• _Requirements_:
Rewrite the entries from the line that contains "Please find woman in" through the line that contains "[122,68,206,191]", with "wristwatch" changed to "watch" and nothing else altered. Give only those lines.
>> Begin
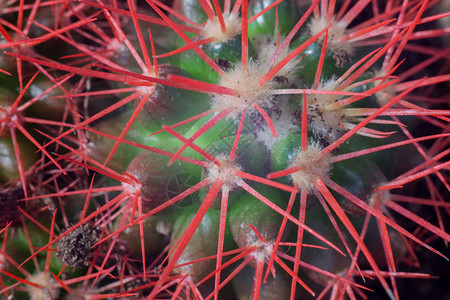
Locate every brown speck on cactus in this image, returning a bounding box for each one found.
[56,223,100,268]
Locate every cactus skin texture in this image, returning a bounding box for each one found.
[0,0,450,300]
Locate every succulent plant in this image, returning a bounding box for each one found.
[0,0,450,299]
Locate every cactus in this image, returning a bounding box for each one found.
[0,0,450,299]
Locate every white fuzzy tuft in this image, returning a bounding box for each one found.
[200,14,241,43]
[211,61,274,120]
[250,241,273,262]
[289,144,331,193]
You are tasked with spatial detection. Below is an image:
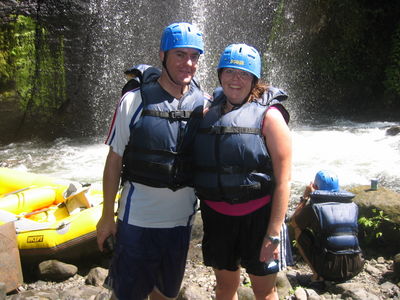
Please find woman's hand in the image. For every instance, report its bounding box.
[260,238,279,262]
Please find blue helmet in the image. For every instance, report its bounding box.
[218,44,261,79]
[160,23,204,54]
[314,170,339,192]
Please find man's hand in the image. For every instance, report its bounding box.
[96,216,117,252]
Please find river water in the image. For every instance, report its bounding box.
[0,121,400,200]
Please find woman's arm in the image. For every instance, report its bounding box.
[260,109,292,261]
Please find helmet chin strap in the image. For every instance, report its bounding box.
[162,51,187,95]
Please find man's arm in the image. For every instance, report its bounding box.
[97,147,122,251]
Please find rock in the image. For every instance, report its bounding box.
[306,289,321,300]
[348,186,400,256]
[60,285,110,299]
[342,288,381,300]
[336,283,379,300]
[7,290,60,300]
[348,185,400,224]
[276,272,292,299]
[393,253,400,279]
[85,267,108,286]
[39,260,78,281]
[177,285,209,300]
[364,264,381,277]
[294,287,307,300]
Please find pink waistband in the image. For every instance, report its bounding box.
[204,195,271,216]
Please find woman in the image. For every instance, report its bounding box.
[194,44,291,300]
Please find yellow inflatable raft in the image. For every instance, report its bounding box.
[0,168,109,263]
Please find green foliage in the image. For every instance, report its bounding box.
[385,23,400,96]
[0,16,66,118]
[358,208,400,245]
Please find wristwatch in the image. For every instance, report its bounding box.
[265,234,281,245]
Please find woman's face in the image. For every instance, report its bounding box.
[221,68,253,104]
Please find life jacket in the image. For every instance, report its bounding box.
[310,190,361,254]
[193,89,289,204]
[122,68,206,191]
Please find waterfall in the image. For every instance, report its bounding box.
[78,0,290,134]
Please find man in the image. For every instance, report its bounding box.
[291,170,364,290]
[97,23,207,300]
[121,64,150,97]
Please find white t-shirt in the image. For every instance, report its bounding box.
[105,89,197,228]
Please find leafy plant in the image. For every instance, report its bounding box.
[358,208,390,244]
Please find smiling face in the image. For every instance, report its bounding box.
[220,68,253,104]
[160,48,200,86]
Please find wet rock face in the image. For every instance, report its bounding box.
[386,126,400,136]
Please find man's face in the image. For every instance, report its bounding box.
[161,48,200,85]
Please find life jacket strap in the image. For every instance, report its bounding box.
[125,144,178,156]
[195,165,265,174]
[199,126,262,135]
[142,109,202,120]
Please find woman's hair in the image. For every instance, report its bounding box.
[247,77,269,102]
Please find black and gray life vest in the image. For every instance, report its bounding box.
[122,68,206,190]
[310,190,361,254]
[194,88,288,203]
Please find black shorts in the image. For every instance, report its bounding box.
[201,202,279,276]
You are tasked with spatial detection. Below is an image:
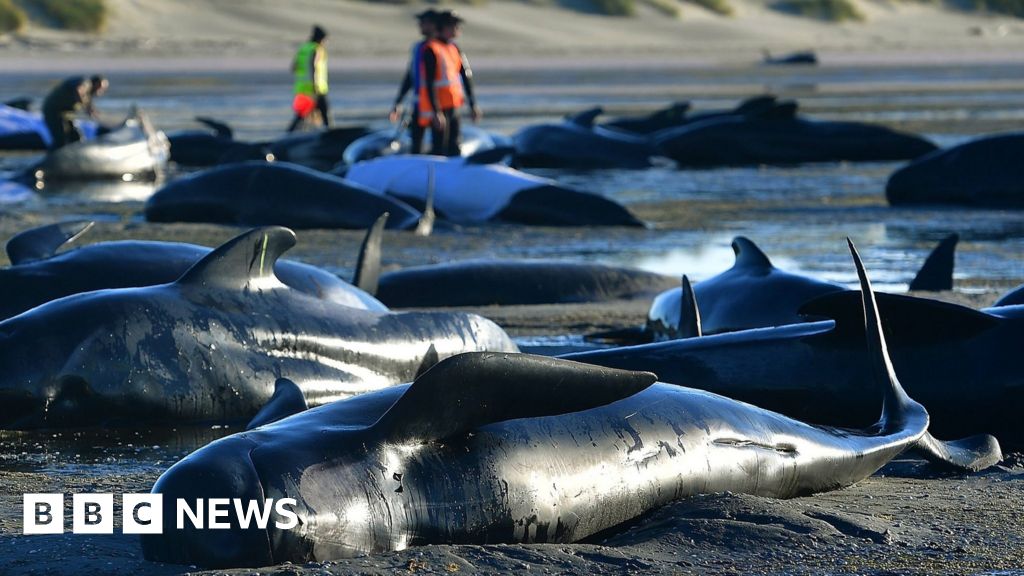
>> End
• _Answer in full_:
Please find woman in the image. For every instance, report its bounding box.
[194,44,291,300]
Please find yellow inflatable raft in the image. For every instance, report its bounding box.
[0,168,109,263]
Please find green foliage in the image. For every instance, report its bounding box.
[385,23,400,96]
[0,16,66,118]
[358,208,400,245]
Please find watch in the image. For every instance, report its bounding box.
[265,234,281,245]
Please find woman's face in the image. For every instance, report its bounding box.
[221,68,253,104]
Please find life jacket in the image. For every instance, report its bounding box.
[310,190,361,254]
[193,89,289,204]
[122,68,206,191]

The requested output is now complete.